(Entries from a dataset)
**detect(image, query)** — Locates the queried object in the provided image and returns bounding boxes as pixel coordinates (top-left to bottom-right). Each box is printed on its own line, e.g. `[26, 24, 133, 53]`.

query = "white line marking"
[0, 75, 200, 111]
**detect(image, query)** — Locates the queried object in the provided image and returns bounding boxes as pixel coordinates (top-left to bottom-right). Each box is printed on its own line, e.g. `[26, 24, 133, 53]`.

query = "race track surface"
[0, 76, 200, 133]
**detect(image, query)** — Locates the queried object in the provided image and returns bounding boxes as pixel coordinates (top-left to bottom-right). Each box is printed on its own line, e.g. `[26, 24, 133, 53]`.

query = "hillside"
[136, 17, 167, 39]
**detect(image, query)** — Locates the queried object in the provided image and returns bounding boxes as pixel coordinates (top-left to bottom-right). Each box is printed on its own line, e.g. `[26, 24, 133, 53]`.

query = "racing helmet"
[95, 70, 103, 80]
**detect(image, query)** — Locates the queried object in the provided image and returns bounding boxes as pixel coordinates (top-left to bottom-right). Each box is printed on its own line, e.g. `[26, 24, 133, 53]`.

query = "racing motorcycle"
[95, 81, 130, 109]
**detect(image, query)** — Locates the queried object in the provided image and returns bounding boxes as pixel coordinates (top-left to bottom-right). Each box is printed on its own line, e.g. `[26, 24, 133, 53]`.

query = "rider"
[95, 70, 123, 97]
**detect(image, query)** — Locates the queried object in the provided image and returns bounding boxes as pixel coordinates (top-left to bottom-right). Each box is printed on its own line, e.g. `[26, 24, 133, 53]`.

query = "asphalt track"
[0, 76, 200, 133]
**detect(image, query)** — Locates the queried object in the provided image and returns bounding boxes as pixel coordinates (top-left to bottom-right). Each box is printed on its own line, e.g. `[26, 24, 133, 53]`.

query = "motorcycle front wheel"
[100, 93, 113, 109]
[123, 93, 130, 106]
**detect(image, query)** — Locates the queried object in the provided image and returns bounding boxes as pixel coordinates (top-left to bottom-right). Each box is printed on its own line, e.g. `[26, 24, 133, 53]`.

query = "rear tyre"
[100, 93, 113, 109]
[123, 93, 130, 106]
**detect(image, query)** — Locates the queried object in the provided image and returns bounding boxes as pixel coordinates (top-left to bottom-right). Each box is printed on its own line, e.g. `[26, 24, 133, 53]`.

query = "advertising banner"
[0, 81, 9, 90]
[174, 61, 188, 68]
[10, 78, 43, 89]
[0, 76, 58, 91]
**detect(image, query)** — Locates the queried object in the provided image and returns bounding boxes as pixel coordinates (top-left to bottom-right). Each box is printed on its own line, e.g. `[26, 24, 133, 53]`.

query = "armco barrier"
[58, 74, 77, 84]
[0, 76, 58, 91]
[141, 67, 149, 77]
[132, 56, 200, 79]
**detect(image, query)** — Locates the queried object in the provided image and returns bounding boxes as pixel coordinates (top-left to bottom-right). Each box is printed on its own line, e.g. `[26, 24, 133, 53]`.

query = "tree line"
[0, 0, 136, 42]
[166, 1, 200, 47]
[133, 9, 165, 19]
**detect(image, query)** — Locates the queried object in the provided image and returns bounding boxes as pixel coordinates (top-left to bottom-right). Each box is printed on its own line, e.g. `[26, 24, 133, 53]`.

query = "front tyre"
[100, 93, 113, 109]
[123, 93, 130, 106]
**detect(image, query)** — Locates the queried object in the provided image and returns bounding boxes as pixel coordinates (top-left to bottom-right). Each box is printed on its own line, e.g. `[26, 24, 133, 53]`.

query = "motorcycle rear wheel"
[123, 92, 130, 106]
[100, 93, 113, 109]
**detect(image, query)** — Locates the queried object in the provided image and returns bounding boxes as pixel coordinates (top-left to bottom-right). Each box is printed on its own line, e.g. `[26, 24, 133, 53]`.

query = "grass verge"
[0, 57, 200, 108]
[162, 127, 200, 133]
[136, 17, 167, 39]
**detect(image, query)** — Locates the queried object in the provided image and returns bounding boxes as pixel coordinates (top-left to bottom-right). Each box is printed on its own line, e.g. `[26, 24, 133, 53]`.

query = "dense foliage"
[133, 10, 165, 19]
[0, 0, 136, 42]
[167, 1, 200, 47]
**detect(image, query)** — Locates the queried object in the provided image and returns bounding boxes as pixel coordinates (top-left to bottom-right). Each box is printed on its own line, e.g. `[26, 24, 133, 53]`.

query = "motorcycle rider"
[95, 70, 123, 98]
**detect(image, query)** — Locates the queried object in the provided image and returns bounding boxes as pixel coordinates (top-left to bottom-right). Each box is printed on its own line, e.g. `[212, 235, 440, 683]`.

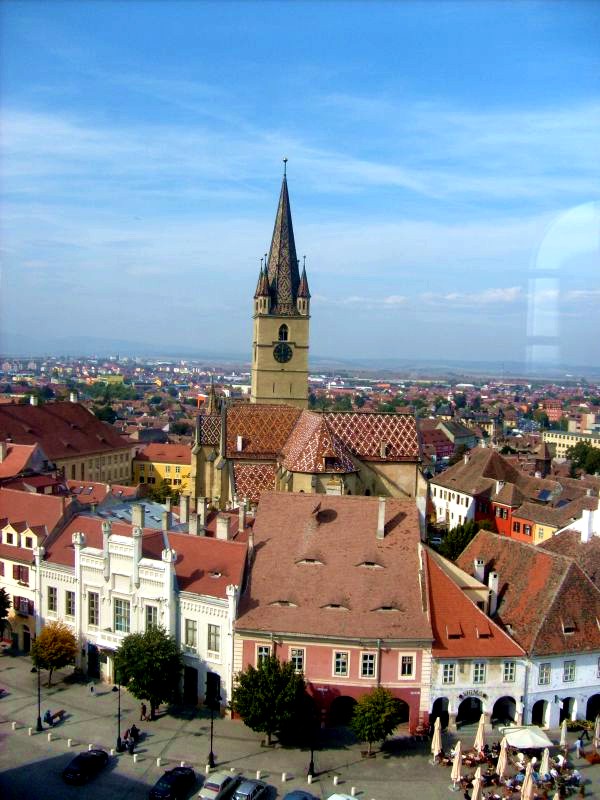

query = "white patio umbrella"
[496, 736, 508, 778]
[473, 714, 485, 753]
[450, 742, 462, 791]
[521, 761, 533, 800]
[539, 747, 550, 778]
[431, 717, 442, 761]
[471, 767, 483, 800]
[560, 719, 567, 747]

» **STATED GOAL**
Can you reproduce every one of the records above word for word, leaving out the pictures?

» **RESPONSE FOR THIS EXERCISE**
**detect(image, query)** — Locates the queried object in the provided image and returns bounding boxes as pixel coordinates (top-left to bottom-right). Each box is printed on its own line, e.g. `[26, 24, 133, 53]`.

query = "white line marking"
[0, 75, 200, 111]
**detect(image, query)** — Locates the queried object in the provided image and returns bounding boxes as pixel coordinates (top-left to bottom-right). Each box is printed on its own line, e.g. `[26, 24, 133, 53]`.

query = "race track surface"
[0, 76, 200, 133]
**detect(image, query)** — Locates the queried object in the provided image and returns bounding boxes as pixel coordinates (top-left to bottom-right). Each box is printed on its own line, e.g. `[26, 24, 133, 53]`.

query = "hillside"
[136, 17, 167, 39]
**detect(image, query)** — Locates the queried object in the provided image and returns bounding boxes as pixel coordinates (top-left to bottom-right). Each box is printed on its own line, e.g. `[26, 24, 133, 53]`.

query = "racing helmet"
[95, 70, 103, 80]
**detect(image, query)** — Locates the queried object in the provided image and returns bounding boxes as pixel coordinates (top-left to bottom-right). Each box is printed on its own line, e.g. `[26, 24, 133, 53]`.

query = "racing motorcycle"
[95, 81, 130, 109]
**detect(image, query)** — Locates the queried object in the provided image and returns bounding boxes as pixel coordinates (top-left to bottom-right). Each box is printed on its own line, e.g. `[26, 24, 133, 53]`.

query = "rider"
[95, 70, 123, 97]
**detect(image, query)** — Locates the queried object in the provided image and returns bounding boxes as pixel coordinates (top-left to bottom-right). Each box is printed on its own line, e.g. `[26, 24, 133, 53]`.

query = "asphalt track"
[0, 76, 200, 133]
**detect(image, query)** — Locates the queried object in the provided image and returns bounding boxes as pixel coordinates (top-left to bottom-right). Each box is printed on its own line, e.g. `[26, 24, 133, 53]`.

query = "motorcycle front wheel"
[100, 93, 113, 109]
[123, 93, 130, 106]
**detect(image, query)** — Locates the queried object in the provided image and returns bounding boxes as pixel coordinates (top-left to bottom-right). Each box is printed on its own line, e.g. `[26, 24, 133, 53]`.

query = "rear tyre"
[100, 93, 113, 109]
[123, 93, 130, 106]
**detect(image, query)** — Locates the queried object in the provided image and returns bounding boxes as pixel coordinates (top-left to bottom-right). Each box is printed on its own line, e.g. `[26, 24, 133, 53]`.

query = "advertising banner"
[0, 81, 9, 90]
[174, 61, 188, 68]
[10, 78, 43, 89]
[0, 76, 58, 91]
**detect(image, query)** — Locates the queried object in the provided image and returns bounding boxes as pixel coordinates (top-left to bottom-right). Each box is printed on its own line, e.g. `[26, 24, 133, 53]`.

query = "armco barrier"
[58, 74, 77, 84]
[0, 76, 58, 91]
[141, 67, 149, 77]
[132, 56, 200, 79]
**detect(image, query)** — Locates the queried object in the provided image and returns bounding boxes as pixel coordinates (top-left to bottom-right). Each box is printed on its own line, e.g. `[26, 24, 133, 53]`.

query = "tree line"
[0, 0, 136, 42]
[166, 1, 200, 47]
[133, 9, 165, 19]
**detect(image, query)** — Locates the queried object in the provided image and returns bounding boxes as pixel coordinates (top-left to bottom-right). Each box is printed on its own line, e.g. `[26, 24, 133, 53]`.

query = "front tyre"
[100, 93, 113, 109]
[123, 93, 130, 106]
**detect(image, query)** — Locates the queried object in the provided image and returns bounding boxes as pixel coordinates (top-left to bottom-right). Each box is printed on its own line, e.g. `[26, 24, 133, 53]`.

query = "motorcycle rear wheel"
[123, 92, 130, 106]
[100, 93, 113, 109]
**detect(image, query)** — Locates the queried object in the provided image and returns bounding boxes as pixel coordinates (top-left to bottom-right). Each box is printed on its own line, e.g. `[26, 24, 133, 53]`.

query = "grass verge"
[0, 57, 200, 108]
[162, 127, 200, 133]
[136, 17, 167, 39]
**detect(image, query)** — Locates the queried object in the provided image and returns bounding boxes as pixel coordinates (top-left to bottom-right). Each box is printed on its own line, e.g. `[26, 24, 133, 53]`.

query = "dense foliage"
[133, 10, 165, 19]
[0, 0, 136, 42]
[167, 1, 200, 47]
**detect(image, query)** — Locates the queried object in the provided image and returns bounding boxes as pixel coordinates (top-left to bottom-right). Each box is printed on its own line, e.g. `[26, 24, 133, 53]`.

query = "motorcycle rider"
[95, 70, 123, 98]
**detect(image, query)** — Locates the queried object in the provided image and returns bounding boxes as pixel coordinates (top-left to bottom-right). Each box is printed on its own line, e.g. `[212, 235, 440, 683]`.


query = "white patio umbrella"
[496, 736, 508, 778]
[473, 714, 485, 753]
[450, 742, 462, 791]
[521, 761, 533, 800]
[539, 747, 550, 778]
[431, 717, 442, 761]
[471, 767, 483, 800]
[560, 719, 567, 747]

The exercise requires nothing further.